Requirement
Write out all of the entries exactly as given.

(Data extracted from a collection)
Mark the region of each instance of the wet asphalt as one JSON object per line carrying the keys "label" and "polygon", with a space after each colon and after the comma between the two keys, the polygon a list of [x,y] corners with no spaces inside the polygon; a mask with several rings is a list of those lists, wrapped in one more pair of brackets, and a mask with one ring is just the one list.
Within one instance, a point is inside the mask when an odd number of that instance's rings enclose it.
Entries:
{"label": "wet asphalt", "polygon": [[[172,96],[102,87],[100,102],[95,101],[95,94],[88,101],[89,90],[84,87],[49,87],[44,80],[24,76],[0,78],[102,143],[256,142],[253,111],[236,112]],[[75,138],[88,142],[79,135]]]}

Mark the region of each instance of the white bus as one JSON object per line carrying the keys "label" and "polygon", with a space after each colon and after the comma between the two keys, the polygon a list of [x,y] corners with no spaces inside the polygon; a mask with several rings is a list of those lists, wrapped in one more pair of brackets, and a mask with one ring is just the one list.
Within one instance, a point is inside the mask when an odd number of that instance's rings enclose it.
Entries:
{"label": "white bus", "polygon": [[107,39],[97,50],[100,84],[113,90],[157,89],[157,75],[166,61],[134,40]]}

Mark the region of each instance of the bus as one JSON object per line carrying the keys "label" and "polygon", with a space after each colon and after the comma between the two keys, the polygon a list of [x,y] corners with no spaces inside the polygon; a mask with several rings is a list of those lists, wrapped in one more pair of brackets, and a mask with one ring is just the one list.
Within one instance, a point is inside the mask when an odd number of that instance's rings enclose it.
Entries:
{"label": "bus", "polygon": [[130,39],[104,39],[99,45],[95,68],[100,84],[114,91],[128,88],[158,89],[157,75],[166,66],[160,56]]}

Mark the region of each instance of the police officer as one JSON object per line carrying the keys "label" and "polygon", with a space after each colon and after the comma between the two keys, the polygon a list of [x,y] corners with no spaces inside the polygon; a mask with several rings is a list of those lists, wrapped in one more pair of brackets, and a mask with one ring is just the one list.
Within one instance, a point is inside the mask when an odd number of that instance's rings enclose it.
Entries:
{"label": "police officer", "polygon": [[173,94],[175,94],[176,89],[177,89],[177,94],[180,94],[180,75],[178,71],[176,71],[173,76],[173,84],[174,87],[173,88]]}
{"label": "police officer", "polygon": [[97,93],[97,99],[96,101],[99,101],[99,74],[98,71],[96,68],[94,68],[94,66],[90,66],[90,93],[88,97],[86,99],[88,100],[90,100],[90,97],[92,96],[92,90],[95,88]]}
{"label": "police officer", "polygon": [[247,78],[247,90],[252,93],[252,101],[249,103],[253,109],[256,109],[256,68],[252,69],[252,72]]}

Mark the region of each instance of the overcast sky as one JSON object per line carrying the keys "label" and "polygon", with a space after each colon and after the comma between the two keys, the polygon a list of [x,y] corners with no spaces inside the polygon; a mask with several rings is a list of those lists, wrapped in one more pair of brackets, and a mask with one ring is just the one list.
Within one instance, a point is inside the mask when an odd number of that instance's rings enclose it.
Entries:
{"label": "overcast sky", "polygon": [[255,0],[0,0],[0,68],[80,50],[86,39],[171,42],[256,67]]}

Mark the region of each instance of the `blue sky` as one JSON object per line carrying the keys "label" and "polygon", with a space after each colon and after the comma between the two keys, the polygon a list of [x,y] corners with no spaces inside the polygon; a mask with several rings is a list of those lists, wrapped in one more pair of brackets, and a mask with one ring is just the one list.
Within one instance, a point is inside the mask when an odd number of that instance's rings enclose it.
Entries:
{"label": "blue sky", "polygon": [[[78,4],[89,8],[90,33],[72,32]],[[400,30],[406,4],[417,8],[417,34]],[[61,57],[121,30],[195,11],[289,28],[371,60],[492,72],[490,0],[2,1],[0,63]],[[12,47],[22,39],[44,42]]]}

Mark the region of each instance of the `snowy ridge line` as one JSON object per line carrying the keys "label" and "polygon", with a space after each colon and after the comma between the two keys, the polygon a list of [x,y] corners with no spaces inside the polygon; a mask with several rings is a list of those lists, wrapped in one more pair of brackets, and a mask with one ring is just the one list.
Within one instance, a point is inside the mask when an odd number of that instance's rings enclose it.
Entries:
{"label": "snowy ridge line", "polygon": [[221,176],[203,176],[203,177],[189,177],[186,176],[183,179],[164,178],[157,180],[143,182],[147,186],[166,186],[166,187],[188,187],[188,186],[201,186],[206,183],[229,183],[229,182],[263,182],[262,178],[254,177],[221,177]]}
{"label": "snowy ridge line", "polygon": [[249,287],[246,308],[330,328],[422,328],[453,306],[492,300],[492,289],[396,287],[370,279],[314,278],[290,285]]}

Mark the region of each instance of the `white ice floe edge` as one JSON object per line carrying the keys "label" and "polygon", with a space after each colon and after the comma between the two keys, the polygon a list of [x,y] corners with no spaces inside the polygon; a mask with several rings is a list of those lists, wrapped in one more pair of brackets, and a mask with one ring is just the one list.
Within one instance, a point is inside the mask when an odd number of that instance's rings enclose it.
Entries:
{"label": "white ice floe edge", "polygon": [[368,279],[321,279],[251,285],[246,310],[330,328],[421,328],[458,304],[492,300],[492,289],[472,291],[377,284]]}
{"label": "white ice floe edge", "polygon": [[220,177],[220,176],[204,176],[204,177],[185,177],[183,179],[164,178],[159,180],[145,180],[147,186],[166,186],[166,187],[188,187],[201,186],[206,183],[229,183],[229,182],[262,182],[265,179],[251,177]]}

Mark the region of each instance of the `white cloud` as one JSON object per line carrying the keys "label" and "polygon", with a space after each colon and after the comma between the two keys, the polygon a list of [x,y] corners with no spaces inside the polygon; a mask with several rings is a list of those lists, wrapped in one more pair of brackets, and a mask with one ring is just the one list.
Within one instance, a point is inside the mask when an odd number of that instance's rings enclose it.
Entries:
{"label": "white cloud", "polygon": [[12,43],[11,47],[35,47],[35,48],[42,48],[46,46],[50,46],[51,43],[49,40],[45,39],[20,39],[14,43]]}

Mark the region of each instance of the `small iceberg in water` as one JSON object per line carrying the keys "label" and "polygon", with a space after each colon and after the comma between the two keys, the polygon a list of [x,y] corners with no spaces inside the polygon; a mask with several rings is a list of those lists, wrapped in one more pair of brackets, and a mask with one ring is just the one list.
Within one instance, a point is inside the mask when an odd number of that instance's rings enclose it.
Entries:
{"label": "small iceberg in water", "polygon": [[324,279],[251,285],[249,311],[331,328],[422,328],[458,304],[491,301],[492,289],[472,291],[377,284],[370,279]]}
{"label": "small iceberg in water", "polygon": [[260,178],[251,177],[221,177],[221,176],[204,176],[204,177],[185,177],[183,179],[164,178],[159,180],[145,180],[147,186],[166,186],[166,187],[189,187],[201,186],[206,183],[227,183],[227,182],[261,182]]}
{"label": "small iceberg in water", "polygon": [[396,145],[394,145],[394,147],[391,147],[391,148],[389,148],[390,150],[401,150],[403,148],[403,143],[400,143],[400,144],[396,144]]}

The reply
Mark the region of each instance of the wet asphalt as one JSON object per line carrying the keys "label" and "polygon", with a space after each colon and after the comma between the two keys, the polygon a list of [x,y] corners with no spaces inside the polygon; a mask with several rings is a list of those lists, wrapped in one more pair of brackets, and a mask with one ring is just the one list.
Within one instance, a point is inside the mask when an odd number of that instance's rings enclose it.
Entries:
{"label": "wet asphalt", "polygon": [[[172,96],[102,87],[100,102],[95,101],[95,94],[88,101],[89,90],[84,87],[49,87],[44,80],[24,76],[0,78],[102,143],[256,142],[253,111],[236,112]],[[75,138],[88,142],[79,135]]]}

Mark the region of each instance of the white bus as one JSON object per line carrying the keys "label" and "polygon", with a space after each colon and after the comma between the two keys, the polygon a list of [x,y] corners with no spaces inside the polygon; a mask with several rings is a list of those lists, wrapped in one more pair of brackets, and a mask with one ring is just the one list.
Within one instance, a point is inside the mask when an odd number of that instance's rings enclose it.
Entries:
{"label": "white bus", "polygon": [[107,39],[97,50],[100,84],[113,90],[157,89],[157,75],[166,61],[134,40]]}

Mark the region of each instance of the bus as one JSON object per line carrying the keys "label" and "polygon", with a space after each colon and after the comma between the two keys, the polygon a list of [x,y] corners with no spaces inside the polygon; a mask with several rings is a list of those lists, wrapped in one more pair of brackets, and a mask with one ring is just the one list.
Within one instance, a point is inside the mask when an odd number of that instance's rings enclose it.
Entries:
{"label": "bus", "polygon": [[130,39],[104,39],[99,45],[95,68],[100,84],[114,91],[128,88],[158,89],[157,75],[166,66],[160,56]]}

Mark the region of each instance of the police officer as one JSON object per line carrying the keys "label" and "polygon", with a space after each colon and after the comma between the two keys, the polygon a list of [x,y] corners with no spaces inside the polygon; a mask with several rings is a list of those lists, wrapped in one more pair of brackets, and a mask with one ring is just the one list.
Within one instance, a point is inside the mask when an odd number of that instance's rings enclose it.
Entries:
{"label": "police officer", "polygon": [[173,94],[175,94],[176,89],[177,89],[177,94],[180,94],[180,75],[178,71],[176,71],[173,76],[173,84],[174,87],[173,88]]}
{"label": "police officer", "polygon": [[97,93],[97,99],[96,101],[99,101],[99,74],[98,71],[96,68],[94,68],[94,66],[90,66],[90,93],[88,97],[86,99],[88,100],[90,100],[90,97],[92,96],[92,90],[95,88]]}
{"label": "police officer", "polygon": [[247,78],[247,90],[252,93],[252,101],[249,103],[253,109],[256,109],[256,68],[252,69],[252,72]]}

Mark the region of each instance of the overcast sky as one JSON object per line carrying the keys "label" and "polygon", with a space after each colon and after the comma between the two keys, the polygon a list of [x,y] corners with no spaces inside the polygon; a mask with several rings is a list of those lists, wrapped in one more pair of brackets, and a mask with one ring is just the one list.
Within one instance, a point is inside the mask when an odd number of that instance's rings enclose it.
Entries:
{"label": "overcast sky", "polygon": [[255,0],[0,0],[0,68],[80,50],[86,39],[171,42],[256,67]]}

Mark the region of each instance of the `blue sky` as one JSON object per line carrying the keys "label" and "polygon", with a space after each colon and after the comma between the two keys, the polygon a list of [x,y] corners with no spaces inside the polygon; a mask with several rings is a list of those lists, wrapped in one more pair of brackets, and a mask with one ring is just the one list.
Within one instance, a point is inside the mask when an odd number of that instance's rings enclose it.
Entries:
{"label": "blue sky", "polygon": [[[78,4],[89,8],[90,33],[72,32]],[[400,30],[406,4],[417,8],[417,34]],[[61,57],[121,30],[195,11],[289,28],[371,60],[492,72],[490,0],[2,1],[0,63]],[[12,47],[22,39],[44,42]]]}

Mark the region of each instance of the `snowy ridge line` as one JSON object per line carrying the keys "label" and "polygon", with a space after each colon and after the comma between the two keys, the polygon a list of [x,y] corners with no spaces inside the polygon; a mask with several rings is a list of those lists, wrapped in one more pair of brackets, and a mask with one ring is just the one list.
Within one instance, a point is inside the mask when an odd number of that instance's rings enclose it.
Entries:
{"label": "snowy ridge line", "polygon": [[221,176],[203,176],[203,177],[189,177],[186,176],[183,179],[164,178],[157,180],[143,182],[147,186],[166,186],[166,187],[188,187],[188,186],[201,186],[206,183],[229,183],[229,182],[263,182],[262,178],[254,177],[221,177]]}
{"label": "snowy ridge line", "polygon": [[249,287],[246,308],[330,328],[422,328],[453,306],[492,300],[492,289],[396,287],[370,279],[314,278],[290,285]]}

Mark the region of each instance of the `white ice floe edge` as one JSON object per line carrying the keys "label" and "polygon", with a space after each colon and after the comma between the two keys, the polygon a list of [x,y] corners with no spaces inside the polygon; a mask with several rings is a list of those lists, wrapped in one more pair of brackets, and a mask with one ring is just the one list.
Within one instance, a point is inside the mask when an odd number of that instance's rings enclose it.
Entries:
{"label": "white ice floe edge", "polygon": [[368,279],[321,279],[251,285],[246,310],[330,328],[421,328],[458,304],[492,300],[492,289],[472,291],[377,284]]}
{"label": "white ice floe edge", "polygon": [[220,177],[220,176],[204,176],[204,177],[185,177],[183,179],[164,178],[159,180],[145,180],[147,186],[166,186],[166,187],[188,187],[201,186],[206,183],[229,183],[229,182],[262,182],[265,179],[251,177]]}

Mark the region of each instance of the `white cloud` as one JSON object per line carrying the keys "label" and "polygon", with a space after each colon and after the comma between the two keys, the polygon a list of [x,y] corners with no spaces inside the polygon; a mask with several rings is a list of those lists, wrapped in one more pair of brackets, and a mask with one ring is just the one list.
Within one instance, a point is inside the mask when an odd number of that instance's rings enclose it.
Entries:
{"label": "white cloud", "polygon": [[12,43],[11,47],[35,47],[35,48],[42,48],[46,46],[50,46],[51,43],[49,40],[45,39],[20,39],[14,43]]}

Mark the region of each instance of the `small iceberg in water` as one JSON object per line carrying the keys "label" and "polygon", with a space after each colon and after the comma between the two keys, the polygon a list of [x,y] corners with no spaces inside the polygon; a mask with several rings is a list of those lists, wrapped in one more pair of brackets, and a mask with one ring is just the one list.
Within one instance, a point is inside the mask when an odd number of that instance's rings enclose it.
Entries:
{"label": "small iceberg in water", "polygon": [[324,279],[251,285],[249,311],[331,328],[422,328],[458,304],[491,301],[492,289],[472,291],[377,284],[370,279]]}
{"label": "small iceberg in water", "polygon": [[260,178],[251,177],[221,177],[221,176],[204,176],[204,177],[185,177],[183,179],[164,178],[159,180],[145,180],[147,186],[166,186],[166,187],[189,187],[201,186],[206,183],[227,183],[227,182],[261,182]]}
{"label": "small iceberg in water", "polygon": [[396,145],[394,145],[394,147],[391,147],[391,148],[389,148],[390,150],[401,150],[403,148],[403,143],[400,143],[400,144],[396,144]]}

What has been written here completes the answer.